» **WORK ITEM A**:
Answer these questions using the breastfeeding post:
(i) What date is shown on the post?
(ii) What is the name of the writer's second son?
(iii) Who blew up the birthing pool?
» **WORK ITEM B**:
According to the breastfeeding post, why did the midwives suggest a home birth for the second baby? Answer in one to three sentences.

» **PROVIDED PASSAGE**:
..........
Magazine

11 July 2017

My year of breastfeeding

I know what you’re thinking… Oh no, not another post wanging on about getting your tits out. I promise this is not a glossy, rose tinted article that only talks about the positive side of breastfeeding, this is a reflection on my year breastfeeding my second son, Fox. As we celebrate Fox’s first birthday, I wanted to share with you and reflect on the past year and in particular our year of the boob.

So a year ago our second son Fox was born. Much like his brother he was eager to make a swift entrance into the world. After Marley was nearly born in the car outside the hospital, the kind midwives suggested maybe I should consider a home birth for baby number two. It was already something that interested me and so we did our research and before we knew it nine months had passed and my husband Simon was blowing up the birthing pool.
..........
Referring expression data
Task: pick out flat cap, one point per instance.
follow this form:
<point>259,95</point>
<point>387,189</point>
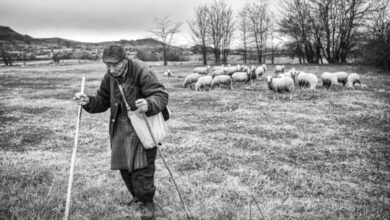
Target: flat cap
<point>114,54</point>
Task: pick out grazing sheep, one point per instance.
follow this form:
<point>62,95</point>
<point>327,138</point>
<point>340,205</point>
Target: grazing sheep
<point>218,68</point>
<point>329,79</point>
<point>222,80</point>
<point>306,80</point>
<point>218,73</point>
<point>168,73</point>
<point>203,82</point>
<point>342,77</point>
<point>352,79</point>
<point>260,70</point>
<point>279,69</point>
<point>289,73</point>
<point>240,77</point>
<point>280,85</point>
<point>202,70</point>
<point>190,79</point>
<point>252,75</point>
<point>230,70</point>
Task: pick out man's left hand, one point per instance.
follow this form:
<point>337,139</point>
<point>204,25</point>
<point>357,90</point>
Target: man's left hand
<point>142,105</point>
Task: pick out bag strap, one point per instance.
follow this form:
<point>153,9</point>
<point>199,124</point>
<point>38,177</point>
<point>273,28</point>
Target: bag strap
<point>123,95</point>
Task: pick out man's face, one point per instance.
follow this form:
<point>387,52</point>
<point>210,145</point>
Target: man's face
<point>116,69</point>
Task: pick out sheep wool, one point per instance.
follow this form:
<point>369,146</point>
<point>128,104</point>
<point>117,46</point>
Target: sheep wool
<point>192,78</point>
<point>281,85</point>
<point>329,79</point>
<point>252,76</point>
<point>307,80</point>
<point>342,77</point>
<point>279,69</point>
<point>202,70</point>
<point>168,73</point>
<point>260,70</point>
<point>203,82</point>
<point>221,80</point>
<point>218,72</point>
<point>352,79</point>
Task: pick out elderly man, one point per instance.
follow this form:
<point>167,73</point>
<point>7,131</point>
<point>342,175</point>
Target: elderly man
<point>143,92</point>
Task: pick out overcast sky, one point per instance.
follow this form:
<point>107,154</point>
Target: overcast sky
<point>98,20</point>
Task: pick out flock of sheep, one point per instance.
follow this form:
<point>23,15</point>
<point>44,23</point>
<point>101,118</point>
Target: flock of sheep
<point>280,82</point>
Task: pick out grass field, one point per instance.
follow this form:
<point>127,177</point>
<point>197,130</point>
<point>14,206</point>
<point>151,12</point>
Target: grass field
<point>321,155</point>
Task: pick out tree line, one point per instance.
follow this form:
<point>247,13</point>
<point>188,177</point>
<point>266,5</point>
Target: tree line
<point>314,31</point>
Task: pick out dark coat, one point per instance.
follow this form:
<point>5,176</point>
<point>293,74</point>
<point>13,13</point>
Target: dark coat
<point>139,82</point>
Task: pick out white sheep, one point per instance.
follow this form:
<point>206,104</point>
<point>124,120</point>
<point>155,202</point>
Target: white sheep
<point>222,80</point>
<point>240,77</point>
<point>230,70</point>
<point>190,79</point>
<point>342,77</point>
<point>218,72</point>
<point>329,79</point>
<point>252,75</point>
<point>352,79</point>
<point>202,70</point>
<point>279,69</point>
<point>306,80</point>
<point>168,73</point>
<point>260,70</point>
<point>289,73</point>
<point>203,82</point>
<point>280,85</point>
<point>218,67</point>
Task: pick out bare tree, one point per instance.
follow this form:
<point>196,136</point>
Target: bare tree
<point>243,28</point>
<point>258,25</point>
<point>228,30</point>
<point>272,34</point>
<point>165,30</point>
<point>199,27</point>
<point>326,27</point>
<point>221,28</point>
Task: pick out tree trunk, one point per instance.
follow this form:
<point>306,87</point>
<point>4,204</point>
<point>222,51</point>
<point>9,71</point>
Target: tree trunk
<point>165,54</point>
<point>204,53</point>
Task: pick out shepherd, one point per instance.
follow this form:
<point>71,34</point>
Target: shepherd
<point>144,93</point>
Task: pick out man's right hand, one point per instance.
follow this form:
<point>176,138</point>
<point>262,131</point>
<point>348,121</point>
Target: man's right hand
<point>81,98</point>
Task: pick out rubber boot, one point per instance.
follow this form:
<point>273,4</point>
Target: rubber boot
<point>148,211</point>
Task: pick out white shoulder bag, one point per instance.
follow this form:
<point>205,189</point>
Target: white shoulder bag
<point>150,130</point>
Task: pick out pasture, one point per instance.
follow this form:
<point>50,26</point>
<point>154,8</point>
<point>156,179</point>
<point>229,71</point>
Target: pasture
<point>321,155</point>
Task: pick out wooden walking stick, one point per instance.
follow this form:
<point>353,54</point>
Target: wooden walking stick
<point>165,163</point>
<point>76,140</point>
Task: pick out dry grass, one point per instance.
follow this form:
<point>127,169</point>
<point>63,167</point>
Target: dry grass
<point>322,155</point>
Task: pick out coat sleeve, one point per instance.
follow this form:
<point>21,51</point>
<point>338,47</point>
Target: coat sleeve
<point>154,92</point>
<point>101,101</point>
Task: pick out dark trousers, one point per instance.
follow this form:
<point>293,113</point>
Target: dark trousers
<point>140,182</point>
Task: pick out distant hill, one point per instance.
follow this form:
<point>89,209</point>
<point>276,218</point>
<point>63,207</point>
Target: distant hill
<point>12,40</point>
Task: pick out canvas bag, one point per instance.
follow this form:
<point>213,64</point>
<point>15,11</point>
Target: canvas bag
<point>144,125</point>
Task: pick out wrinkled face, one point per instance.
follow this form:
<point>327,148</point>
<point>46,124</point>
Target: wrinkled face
<point>116,69</point>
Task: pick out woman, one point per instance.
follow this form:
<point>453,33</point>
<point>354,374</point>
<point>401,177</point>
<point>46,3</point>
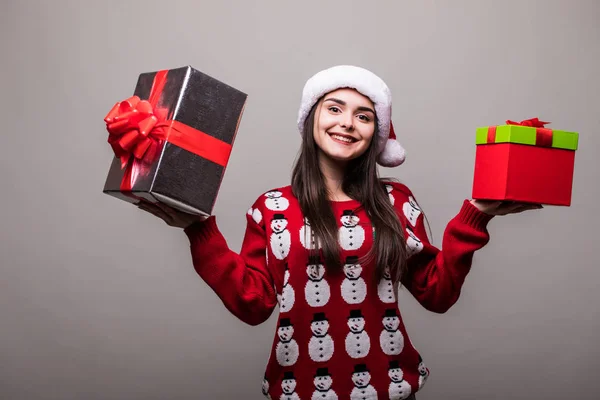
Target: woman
<point>332,248</point>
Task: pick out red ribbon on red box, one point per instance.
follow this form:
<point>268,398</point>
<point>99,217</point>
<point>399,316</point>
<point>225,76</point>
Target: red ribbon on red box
<point>543,136</point>
<point>138,129</point>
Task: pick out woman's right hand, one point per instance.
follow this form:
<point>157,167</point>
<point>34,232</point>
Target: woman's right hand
<point>171,216</point>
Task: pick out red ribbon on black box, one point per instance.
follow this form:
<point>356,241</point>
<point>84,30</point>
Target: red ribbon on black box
<point>138,129</point>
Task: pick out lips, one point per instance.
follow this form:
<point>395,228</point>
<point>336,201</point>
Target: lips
<point>341,138</point>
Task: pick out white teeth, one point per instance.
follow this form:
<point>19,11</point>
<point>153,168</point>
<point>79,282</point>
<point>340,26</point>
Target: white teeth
<point>343,139</point>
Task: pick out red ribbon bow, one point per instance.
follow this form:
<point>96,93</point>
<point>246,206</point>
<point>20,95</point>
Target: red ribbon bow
<point>138,129</point>
<point>533,122</point>
<point>131,126</point>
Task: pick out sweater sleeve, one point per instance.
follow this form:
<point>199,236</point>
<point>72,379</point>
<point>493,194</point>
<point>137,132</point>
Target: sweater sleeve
<point>242,281</point>
<point>435,276</point>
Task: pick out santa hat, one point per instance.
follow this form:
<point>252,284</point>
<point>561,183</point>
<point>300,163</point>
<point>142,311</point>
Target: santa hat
<point>390,152</point>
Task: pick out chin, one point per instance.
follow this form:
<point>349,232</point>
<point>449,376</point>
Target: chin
<point>341,155</point>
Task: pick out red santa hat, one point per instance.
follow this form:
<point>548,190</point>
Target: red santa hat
<point>390,152</point>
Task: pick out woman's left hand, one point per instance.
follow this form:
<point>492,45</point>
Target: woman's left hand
<point>492,207</point>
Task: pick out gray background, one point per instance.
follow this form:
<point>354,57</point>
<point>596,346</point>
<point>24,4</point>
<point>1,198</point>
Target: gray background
<point>99,300</point>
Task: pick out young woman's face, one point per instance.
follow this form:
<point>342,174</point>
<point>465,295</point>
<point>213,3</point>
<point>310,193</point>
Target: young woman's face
<point>344,124</point>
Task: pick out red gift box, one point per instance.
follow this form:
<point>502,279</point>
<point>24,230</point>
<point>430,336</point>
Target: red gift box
<point>525,162</point>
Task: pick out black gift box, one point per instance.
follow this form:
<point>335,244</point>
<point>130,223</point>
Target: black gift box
<point>174,175</point>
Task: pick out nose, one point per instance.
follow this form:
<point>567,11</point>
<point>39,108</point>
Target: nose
<point>346,121</point>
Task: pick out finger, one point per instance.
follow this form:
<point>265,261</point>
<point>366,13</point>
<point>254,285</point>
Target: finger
<point>525,207</point>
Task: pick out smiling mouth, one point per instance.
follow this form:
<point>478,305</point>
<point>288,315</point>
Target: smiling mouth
<point>343,139</point>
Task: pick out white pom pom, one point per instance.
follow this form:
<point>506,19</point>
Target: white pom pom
<point>392,155</point>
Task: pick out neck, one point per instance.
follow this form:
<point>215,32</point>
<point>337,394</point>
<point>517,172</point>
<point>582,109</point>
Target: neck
<point>333,172</point>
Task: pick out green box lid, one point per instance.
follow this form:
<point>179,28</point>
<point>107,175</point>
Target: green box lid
<point>527,135</point>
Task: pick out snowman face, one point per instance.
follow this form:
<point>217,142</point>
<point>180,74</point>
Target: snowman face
<point>413,203</point>
<point>273,194</point>
<point>412,236</point>
<point>285,333</point>
<point>422,368</point>
<point>395,374</point>
<point>352,271</point>
<point>315,272</point>
<point>356,325</point>
<point>361,379</point>
<point>349,220</point>
<point>387,274</point>
<point>323,382</point>
<point>391,323</point>
<point>279,225</point>
<point>288,386</point>
<point>319,328</point>
<point>286,276</point>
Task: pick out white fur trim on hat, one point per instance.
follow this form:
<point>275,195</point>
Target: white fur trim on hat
<point>391,153</point>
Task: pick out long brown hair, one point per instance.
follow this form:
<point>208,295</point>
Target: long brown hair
<point>362,183</point>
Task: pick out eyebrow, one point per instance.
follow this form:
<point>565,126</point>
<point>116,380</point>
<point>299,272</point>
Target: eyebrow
<point>343,103</point>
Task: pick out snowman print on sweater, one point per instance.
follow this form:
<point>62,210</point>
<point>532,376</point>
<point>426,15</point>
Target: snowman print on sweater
<point>323,383</point>
<point>423,373</point>
<point>288,295</point>
<point>399,389</point>
<point>320,346</point>
<point>363,390</point>
<point>391,339</point>
<point>351,235</point>
<point>358,342</point>
<point>275,201</point>
<point>411,210</point>
<point>385,288</point>
<point>280,237</point>
<point>265,388</point>
<point>288,386</point>
<point>388,189</point>
<point>286,350</point>
<point>255,214</point>
<point>307,238</point>
<point>317,290</point>
<point>354,287</point>
<point>413,243</point>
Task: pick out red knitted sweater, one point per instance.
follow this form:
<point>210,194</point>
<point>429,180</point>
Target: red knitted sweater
<point>339,334</point>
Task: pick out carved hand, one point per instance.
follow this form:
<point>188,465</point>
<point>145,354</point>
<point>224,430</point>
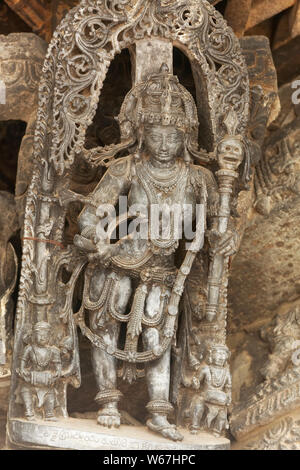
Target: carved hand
<point>195,383</point>
<point>225,244</point>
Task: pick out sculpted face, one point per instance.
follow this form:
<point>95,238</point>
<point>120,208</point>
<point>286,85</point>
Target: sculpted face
<point>42,337</point>
<point>163,143</point>
<point>219,357</point>
<point>230,153</point>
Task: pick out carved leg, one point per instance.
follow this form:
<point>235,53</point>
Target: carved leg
<point>158,381</point>
<point>28,404</point>
<point>49,404</point>
<point>105,365</point>
<point>197,411</point>
<point>221,422</point>
<point>105,370</point>
<point>212,413</point>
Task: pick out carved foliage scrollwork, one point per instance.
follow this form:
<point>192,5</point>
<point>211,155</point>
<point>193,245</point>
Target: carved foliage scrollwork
<point>94,32</point>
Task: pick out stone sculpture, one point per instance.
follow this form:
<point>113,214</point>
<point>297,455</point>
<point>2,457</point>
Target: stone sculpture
<point>136,300</point>
<point>216,393</point>
<point>40,369</point>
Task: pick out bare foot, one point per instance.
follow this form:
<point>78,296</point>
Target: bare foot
<point>109,417</point>
<point>51,418</point>
<point>161,425</point>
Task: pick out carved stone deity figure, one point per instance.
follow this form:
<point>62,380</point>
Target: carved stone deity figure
<point>134,280</point>
<point>39,370</point>
<point>143,272</point>
<point>215,392</point>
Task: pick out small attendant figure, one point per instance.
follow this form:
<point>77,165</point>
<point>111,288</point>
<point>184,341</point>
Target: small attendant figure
<point>216,393</point>
<point>40,369</point>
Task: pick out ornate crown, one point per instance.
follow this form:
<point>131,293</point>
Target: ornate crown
<point>161,99</point>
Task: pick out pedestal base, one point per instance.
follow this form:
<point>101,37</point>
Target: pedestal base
<point>85,434</point>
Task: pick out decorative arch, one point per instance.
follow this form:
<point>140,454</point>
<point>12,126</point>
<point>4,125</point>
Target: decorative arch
<point>94,32</point>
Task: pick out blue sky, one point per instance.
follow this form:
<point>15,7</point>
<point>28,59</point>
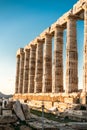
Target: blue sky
<point>20,22</point>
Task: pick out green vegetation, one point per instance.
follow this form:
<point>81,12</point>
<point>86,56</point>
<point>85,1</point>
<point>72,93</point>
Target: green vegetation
<point>51,116</point>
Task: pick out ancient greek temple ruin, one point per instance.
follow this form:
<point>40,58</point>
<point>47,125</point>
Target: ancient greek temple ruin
<point>37,73</point>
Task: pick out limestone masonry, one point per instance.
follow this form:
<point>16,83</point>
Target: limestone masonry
..........
» **EXPECTED OUTPUT A**:
(i) 11 July 2017
(ii) Fox
(iii) The writer's husband, Simon

» **EXPECTED OUTPUT B**:
The midwives suggested it because the first son, Marley, was nearly born in the car outside the hospital. A home birth already interested the writer, so the family researched it.